*Fragmento citado*:
Sin formación reglada
«Lo más frecuente es que seamos profesionales del mundo del vino o la hostelería, pero la verdad es que la formación de origen no es determinante. Lo que cuenta es la práctica», señala Juan Lorenzo Ibáñez, coordinador de actividades de la Unión Española de Catadores, quien explica que, actualmente, en la cata no sólo no hay una formación de origen, sino que tampoco la hay ‘de final’. Pese a presumir de cultura gastronómica, en España no hay una formación reglada o título oficial que certifique expresamente que alguien esté preparado para dictaminar la calidad de un producto ni tampoco que acredite que ha acumulado la experiencia necesaria para ser considerado un catador experto. Sin embargo, basta con echar un vistazo en Internet para ver que no faltan cursos. Desde los de iniciación a la cata o los dedicados a especializados en determinados productos que imparten algunas asociaciones profesionales a los que pueda ofrecer un viñedo para completar su oferta turística. ¿Cómo distinguir entonces quién ofrece formación con label?
«Lo primero que hay que saber es si uno quiere hacer un curso para disfrutar o lucirse ante unos amigos en una excursión a una bodega o si, en cambio, quiere ser un profesional. Si es este el caso, yo partiría de una base como enología o sumillería, por ejemplo si hablamos de ser catador de vino. Después, ya en la formación específica de cata, no bajaría nunca de las 400 horas más prácticas de análisis sensorial. Pueden ser menos si la formación anterior lo permite, si se puede convalidar, pero tomaría esa referencia», explica Juan Muñoz Ramos, catador profesional que desde los ochenta ha ido especializándose en productos que van desde el agua al whisky pasando por la cerveza, el jamón o el caviar.

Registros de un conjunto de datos
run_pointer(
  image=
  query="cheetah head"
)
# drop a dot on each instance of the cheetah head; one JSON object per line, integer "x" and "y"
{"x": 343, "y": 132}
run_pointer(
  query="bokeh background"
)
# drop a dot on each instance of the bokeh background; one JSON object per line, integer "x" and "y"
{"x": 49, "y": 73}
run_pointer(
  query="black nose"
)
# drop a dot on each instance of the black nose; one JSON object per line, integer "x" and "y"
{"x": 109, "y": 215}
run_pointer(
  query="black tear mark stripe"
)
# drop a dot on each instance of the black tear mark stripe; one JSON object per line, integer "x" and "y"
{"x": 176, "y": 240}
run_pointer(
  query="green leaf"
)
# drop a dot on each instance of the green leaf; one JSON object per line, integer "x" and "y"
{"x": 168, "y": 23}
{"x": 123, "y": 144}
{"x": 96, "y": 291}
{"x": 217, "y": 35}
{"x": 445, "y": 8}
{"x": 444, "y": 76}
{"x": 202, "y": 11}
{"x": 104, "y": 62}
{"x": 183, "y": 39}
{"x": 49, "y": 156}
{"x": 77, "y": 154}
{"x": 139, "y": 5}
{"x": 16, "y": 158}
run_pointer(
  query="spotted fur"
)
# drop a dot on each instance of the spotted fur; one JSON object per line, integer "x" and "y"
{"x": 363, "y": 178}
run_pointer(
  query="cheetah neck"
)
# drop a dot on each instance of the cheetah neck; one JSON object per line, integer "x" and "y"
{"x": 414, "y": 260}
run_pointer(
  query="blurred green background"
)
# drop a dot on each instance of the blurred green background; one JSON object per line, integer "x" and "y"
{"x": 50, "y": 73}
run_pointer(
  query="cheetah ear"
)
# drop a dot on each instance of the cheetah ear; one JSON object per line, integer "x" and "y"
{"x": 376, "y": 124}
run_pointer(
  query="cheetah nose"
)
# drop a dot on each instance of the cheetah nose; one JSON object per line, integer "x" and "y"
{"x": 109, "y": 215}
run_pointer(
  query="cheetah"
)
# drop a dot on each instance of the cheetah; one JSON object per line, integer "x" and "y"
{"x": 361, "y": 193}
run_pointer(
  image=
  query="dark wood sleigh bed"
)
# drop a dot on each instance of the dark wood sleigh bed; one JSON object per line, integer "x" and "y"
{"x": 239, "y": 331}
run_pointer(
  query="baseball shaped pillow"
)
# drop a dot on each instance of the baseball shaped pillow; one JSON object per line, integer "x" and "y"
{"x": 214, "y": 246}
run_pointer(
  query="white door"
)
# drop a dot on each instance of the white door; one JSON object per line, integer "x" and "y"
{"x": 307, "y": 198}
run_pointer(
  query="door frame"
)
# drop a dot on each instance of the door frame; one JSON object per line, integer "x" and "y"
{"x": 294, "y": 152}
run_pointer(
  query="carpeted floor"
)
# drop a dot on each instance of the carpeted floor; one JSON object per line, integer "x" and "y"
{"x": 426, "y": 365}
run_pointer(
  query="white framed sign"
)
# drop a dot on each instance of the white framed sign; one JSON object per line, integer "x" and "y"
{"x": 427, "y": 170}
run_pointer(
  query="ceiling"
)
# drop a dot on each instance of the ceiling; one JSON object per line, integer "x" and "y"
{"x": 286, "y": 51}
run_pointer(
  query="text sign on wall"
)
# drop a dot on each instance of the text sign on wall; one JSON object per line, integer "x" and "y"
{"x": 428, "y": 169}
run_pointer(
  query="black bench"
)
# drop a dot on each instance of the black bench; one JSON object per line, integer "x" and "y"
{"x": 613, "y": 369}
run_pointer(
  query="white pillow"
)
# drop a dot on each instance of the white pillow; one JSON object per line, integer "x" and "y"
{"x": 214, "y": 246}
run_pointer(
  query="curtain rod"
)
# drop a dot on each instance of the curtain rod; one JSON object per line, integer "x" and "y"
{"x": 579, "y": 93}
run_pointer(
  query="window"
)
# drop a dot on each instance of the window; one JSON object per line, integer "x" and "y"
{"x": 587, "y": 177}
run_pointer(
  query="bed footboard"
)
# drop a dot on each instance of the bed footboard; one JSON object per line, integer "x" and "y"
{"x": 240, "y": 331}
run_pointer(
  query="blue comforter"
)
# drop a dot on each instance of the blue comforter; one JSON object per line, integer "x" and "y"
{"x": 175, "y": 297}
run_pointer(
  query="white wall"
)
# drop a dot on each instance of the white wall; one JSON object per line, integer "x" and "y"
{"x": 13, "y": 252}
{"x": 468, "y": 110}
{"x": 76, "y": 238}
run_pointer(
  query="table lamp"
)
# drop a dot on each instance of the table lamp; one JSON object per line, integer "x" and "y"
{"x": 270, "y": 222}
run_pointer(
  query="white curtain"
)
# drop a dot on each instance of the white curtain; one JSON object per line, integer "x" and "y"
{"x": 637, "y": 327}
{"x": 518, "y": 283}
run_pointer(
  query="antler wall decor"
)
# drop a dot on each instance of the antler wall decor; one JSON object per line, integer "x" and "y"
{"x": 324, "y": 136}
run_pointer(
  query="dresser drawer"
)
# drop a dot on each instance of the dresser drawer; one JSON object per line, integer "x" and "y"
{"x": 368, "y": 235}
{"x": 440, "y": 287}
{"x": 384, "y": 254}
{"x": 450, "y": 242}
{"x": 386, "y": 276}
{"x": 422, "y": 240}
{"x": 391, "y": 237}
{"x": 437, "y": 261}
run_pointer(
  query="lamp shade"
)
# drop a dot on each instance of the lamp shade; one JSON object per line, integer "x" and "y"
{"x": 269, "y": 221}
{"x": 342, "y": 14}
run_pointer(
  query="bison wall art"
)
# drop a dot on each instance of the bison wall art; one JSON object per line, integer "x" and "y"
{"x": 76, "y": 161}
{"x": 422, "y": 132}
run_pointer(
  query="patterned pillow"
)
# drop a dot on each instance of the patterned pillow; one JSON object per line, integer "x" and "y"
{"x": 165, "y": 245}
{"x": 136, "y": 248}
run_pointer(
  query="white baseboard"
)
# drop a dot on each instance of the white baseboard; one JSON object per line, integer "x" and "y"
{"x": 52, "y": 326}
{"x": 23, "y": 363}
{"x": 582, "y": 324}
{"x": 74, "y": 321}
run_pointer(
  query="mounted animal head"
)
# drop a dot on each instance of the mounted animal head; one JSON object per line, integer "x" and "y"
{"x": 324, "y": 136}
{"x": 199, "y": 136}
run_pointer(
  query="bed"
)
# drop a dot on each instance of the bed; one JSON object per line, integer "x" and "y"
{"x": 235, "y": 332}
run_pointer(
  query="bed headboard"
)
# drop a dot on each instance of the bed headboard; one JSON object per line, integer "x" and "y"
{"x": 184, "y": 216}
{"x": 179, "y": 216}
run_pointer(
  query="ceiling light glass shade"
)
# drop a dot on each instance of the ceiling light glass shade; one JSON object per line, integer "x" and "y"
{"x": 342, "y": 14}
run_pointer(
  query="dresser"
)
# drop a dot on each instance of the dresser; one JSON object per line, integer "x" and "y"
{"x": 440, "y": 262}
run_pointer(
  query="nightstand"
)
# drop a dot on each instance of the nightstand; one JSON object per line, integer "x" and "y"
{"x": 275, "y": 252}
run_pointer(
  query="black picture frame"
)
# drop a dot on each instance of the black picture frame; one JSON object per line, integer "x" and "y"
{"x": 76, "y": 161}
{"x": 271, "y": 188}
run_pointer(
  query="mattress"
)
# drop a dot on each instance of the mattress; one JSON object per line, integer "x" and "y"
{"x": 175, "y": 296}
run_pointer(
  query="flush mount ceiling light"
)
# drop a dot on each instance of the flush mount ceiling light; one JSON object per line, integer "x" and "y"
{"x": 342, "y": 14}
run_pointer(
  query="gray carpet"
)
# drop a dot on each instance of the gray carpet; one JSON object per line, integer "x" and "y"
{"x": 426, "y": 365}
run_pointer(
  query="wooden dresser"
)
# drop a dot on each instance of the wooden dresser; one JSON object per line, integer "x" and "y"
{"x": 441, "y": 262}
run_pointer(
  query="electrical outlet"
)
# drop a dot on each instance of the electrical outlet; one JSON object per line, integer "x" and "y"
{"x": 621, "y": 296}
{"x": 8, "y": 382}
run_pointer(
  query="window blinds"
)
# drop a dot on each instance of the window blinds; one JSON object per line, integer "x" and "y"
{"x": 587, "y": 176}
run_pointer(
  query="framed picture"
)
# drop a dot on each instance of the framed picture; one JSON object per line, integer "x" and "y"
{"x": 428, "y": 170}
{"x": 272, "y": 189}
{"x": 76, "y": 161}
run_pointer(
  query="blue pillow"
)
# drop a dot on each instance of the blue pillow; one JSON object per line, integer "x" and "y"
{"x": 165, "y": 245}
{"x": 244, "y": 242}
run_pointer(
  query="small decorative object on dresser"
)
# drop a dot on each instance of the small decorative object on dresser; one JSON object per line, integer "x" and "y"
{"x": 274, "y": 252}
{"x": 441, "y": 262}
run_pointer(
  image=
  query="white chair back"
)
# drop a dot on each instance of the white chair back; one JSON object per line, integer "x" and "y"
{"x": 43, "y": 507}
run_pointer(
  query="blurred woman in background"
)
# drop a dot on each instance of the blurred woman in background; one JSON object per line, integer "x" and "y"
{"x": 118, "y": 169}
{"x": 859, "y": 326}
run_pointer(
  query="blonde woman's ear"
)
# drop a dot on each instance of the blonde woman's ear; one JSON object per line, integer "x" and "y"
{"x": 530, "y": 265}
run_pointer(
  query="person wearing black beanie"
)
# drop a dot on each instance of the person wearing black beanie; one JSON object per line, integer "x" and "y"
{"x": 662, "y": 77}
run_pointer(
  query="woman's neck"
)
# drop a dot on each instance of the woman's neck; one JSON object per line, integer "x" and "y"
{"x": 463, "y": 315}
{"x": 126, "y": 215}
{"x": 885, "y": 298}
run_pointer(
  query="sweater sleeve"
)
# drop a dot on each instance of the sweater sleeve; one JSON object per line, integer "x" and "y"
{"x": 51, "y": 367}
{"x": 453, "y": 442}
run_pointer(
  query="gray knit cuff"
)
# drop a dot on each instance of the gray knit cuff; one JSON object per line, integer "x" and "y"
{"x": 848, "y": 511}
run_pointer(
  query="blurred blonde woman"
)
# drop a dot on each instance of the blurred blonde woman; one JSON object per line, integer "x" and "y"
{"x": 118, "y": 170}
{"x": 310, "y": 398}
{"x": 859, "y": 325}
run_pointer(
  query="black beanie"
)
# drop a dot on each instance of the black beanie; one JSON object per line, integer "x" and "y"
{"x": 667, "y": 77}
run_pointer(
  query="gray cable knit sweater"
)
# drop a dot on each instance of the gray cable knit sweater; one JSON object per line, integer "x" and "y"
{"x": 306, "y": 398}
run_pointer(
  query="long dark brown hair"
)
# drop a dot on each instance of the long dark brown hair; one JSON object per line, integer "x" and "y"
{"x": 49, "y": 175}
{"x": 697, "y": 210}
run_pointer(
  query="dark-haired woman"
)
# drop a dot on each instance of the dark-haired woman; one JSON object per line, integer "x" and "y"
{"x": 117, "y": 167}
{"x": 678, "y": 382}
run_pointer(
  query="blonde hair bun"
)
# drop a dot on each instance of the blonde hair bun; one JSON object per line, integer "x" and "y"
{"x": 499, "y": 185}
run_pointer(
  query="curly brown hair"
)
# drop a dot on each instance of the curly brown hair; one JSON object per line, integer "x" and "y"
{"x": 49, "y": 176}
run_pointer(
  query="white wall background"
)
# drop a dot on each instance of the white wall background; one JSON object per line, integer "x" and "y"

*Tareas propuestas*:
1. Según el fragmento sobre la formación de catadores, ¿cuántas horas como mínimo dedicaría Juan Muñoz Ramos a la formación específica de cata?
2. Enumera todas las líneas de las entradas que contienen la cadena "comforter". Distingue entre mayúsculas y minúsculas.
El fragmento y las entradas proceden de fuentes distintas.

*Respuestas desarrolladas*:
1. Nunca menos de 400 horas, más prácticas de análisis sensorial.

2.
  query="blue comforter"
# drop a dot on each instance of the blue comforter; one JSON object per line, integer "x" and "y"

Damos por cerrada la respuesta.